Required task
In the email, what does Justin say to type in a regular Python session to start his experimental version of VMD?

Document text
From: Justin Gullingsrud (justinrocks_at_gmail.com)
Date: Fri Jun 08 2007 - 09:43:50 CDT

Hi Harry, Axel,

This is something I've been keenly interested in as well. I've
developed a version of VMD, still somewhat experimental, in which VMD
runs as a Python module; i.e., start a regular python session, then
"import vmdgui" and away you go. John Stone and I are still
discussing how we might roll this sort of feature out in such a way as
to best meet the needs of all the VMD users. Until then, as Axel
pointed out, you can still use the embedded python interpreter in VMD
on the platforms for which VMD supports it.

Cheers,
Justin

On 6/7/07, Axel Kohlmeyer <akohlmey_at_cmm.chem.upenn.edu> wrote:
> On Thu, 7 Jun 2007, Harry Bullen wrote:
>
> harry,
>
> do you mean, to have VMD imported into other python
> scripts or just use a python interpreter in VMD (instead of tcl).
>
> the latter has already been implemented (type 'gopython' in the
> command line window, or use 'gopython script.py'), the former
> is yet incomplete.
>
> HB> Hello, I am student working at NIST using the VMD. Several members of
> HB> the lab really want a python module for the VMD, and have asked me to
>
> it would be useful to learn what kind of application
> would be needing this. there might be alternatives.
>
> cheers,
> axel.

Items
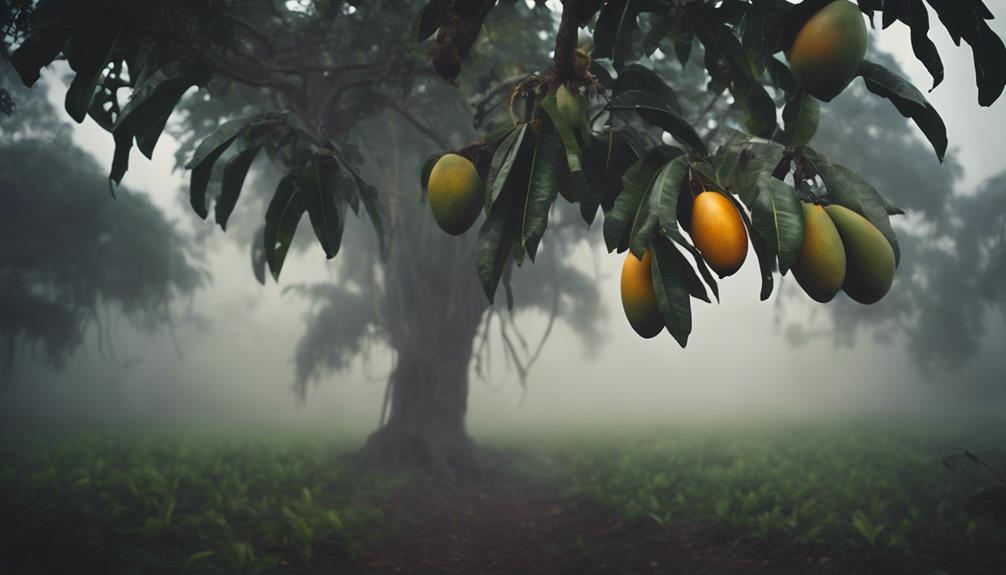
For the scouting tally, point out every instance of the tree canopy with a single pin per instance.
(638, 159)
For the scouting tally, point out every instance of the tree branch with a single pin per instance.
(457, 34)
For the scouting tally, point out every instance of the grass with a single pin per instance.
(875, 498)
(181, 503)
(868, 497)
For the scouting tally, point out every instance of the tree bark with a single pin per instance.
(434, 306)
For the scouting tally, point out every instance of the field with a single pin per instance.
(842, 498)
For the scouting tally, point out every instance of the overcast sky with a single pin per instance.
(737, 361)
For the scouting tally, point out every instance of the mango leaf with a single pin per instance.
(428, 167)
(757, 159)
(208, 152)
(631, 206)
(766, 254)
(908, 101)
(642, 78)
(504, 159)
(88, 52)
(779, 218)
(52, 24)
(234, 172)
(672, 276)
(542, 186)
(494, 244)
(722, 46)
(325, 207)
(658, 33)
(849, 189)
(259, 255)
(665, 191)
(700, 264)
(429, 19)
(585, 181)
(284, 214)
(801, 116)
(614, 29)
(652, 110)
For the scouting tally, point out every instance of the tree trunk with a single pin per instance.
(434, 306)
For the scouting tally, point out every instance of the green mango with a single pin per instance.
(820, 266)
(870, 258)
(828, 50)
(455, 193)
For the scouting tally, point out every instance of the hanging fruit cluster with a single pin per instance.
(688, 214)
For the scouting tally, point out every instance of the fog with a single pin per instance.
(229, 354)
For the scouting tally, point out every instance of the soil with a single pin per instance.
(512, 526)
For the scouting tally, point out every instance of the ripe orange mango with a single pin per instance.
(820, 266)
(718, 232)
(639, 300)
(827, 52)
(455, 193)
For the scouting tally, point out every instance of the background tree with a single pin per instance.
(69, 260)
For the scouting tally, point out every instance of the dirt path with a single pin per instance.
(514, 527)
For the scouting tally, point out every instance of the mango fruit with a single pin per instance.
(455, 193)
(827, 52)
(820, 267)
(639, 300)
(718, 232)
(869, 256)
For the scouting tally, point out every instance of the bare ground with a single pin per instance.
(512, 526)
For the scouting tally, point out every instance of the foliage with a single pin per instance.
(69, 258)
(873, 498)
(193, 503)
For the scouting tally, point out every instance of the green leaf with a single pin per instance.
(51, 25)
(428, 167)
(801, 115)
(657, 33)
(642, 78)
(779, 218)
(234, 172)
(665, 192)
(672, 276)
(585, 182)
(908, 101)
(849, 189)
(494, 244)
(88, 53)
(504, 159)
(631, 205)
(325, 207)
(208, 152)
(700, 264)
(655, 112)
(152, 104)
(259, 255)
(766, 254)
(722, 46)
(757, 159)
(542, 186)
(282, 217)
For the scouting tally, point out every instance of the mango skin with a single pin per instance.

Solution below
import vmdgui